- SELECTION:
In its war to gain independence, Israel initially had only a small armored force, the 8th Armored Brigade, equipped with a hodgepodge of pre–World War II French Hotchkiss light tanks, World War II–era British Cromwells, and U.S. Shermans, the latter purchased from Italy and the Philippines. These faced the far more numerous tanks of Lebanon, Syria, Jordan, Egypt, and Iraq. During the fighting, Israel managed to form a second armored brigade, the 7th.

In the war the Israelis utilized their advantages of interior lines, higher morale, better leadership, and more effective command and control to defeat the larger and better-equipped Arab armies. The major Arab problems were in logistics and organization. The Arab armies were spread out (it was 700 miles from Baghdad to Haifa, and Egyptian forces relied on a 250-mile-long supply line across the Sinai Desert), and there was no unity of command or common military strategy.

- GIVEN PROBLEM A:
Repeat every one of the records below word for word, but leave the pictures out.

- LISTING:
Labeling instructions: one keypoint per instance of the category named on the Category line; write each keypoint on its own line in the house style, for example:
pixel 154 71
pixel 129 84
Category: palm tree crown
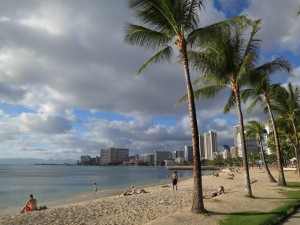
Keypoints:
pixel 167 22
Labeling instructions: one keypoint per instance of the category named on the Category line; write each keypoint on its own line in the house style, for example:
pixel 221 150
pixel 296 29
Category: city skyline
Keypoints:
pixel 69 85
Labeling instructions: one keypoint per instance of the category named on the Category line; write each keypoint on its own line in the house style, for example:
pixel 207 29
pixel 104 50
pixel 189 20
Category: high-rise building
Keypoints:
pixel 148 158
pixel 112 156
pixel 266 136
pixel 160 156
pixel 179 154
pixel 85 159
pixel 201 147
pixel 188 153
pixel 209 144
pixel 251 142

- GIVEN PROBLEM B:
Quote the whole passage above about Israel's armored force in its war of independence.

- WRITTEN SOLUTION A:
Labeling instructions: one keypoint per instance of the category named on the Category line; write each keypoint on its own line in the house style, for example:
pixel 154 71
pixel 129 84
Category: palm tree crown
Keypoints:
pixel 167 22
Labeling instructions: one keypoint per instance of the category named on the Category line; write each keypoint on its own line in the house style, for example:
pixel 221 150
pixel 296 29
Category: city skyline
Keypoints:
pixel 69 85
Labeling instructions: one keypoint per instance of the category named on the Category line; write each keypoint on its own line in the house style, for example:
pixel 207 29
pixel 104 50
pixel 189 20
Category: high-rise building
Keypoints:
pixel 148 158
pixel 112 156
pixel 266 136
pixel 160 156
pixel 179 154
pixel 85 159
pixel 201 147
pixel 188 153
pixel 209 144
pixel 251 142

- WRITTEN SOLUTION B:
In its war to gain independence, Israel initially had only a small armored force, the 8th Armored Brigade, equipped with a hodgepodge of pre–World War II French Hotchkiss light tanks, World War II–era British Cromwells, and U.S. Shermans, the latter purchased from Italy and the Philippines. These faced the far more numerous tanks of Lebanon, Syria, Jordan, Egypt, and Iraq. During the fighting, Israel managed to form a second armored brigade, the 7th.

In the war the Israelis utilized their advantages of interior lines, higher morale, better leadership, and more effective command and control to defeat the larger and better-equipped Arab armies. The major Arab problems were in logistics and organization. The Arab armies were spread out (it was 700 miles from Baghdad to Haifa, and Egyptian forces relied on a 250-mile-long supply line across the Sinai Desert), and there was no unity of command or common military strategy.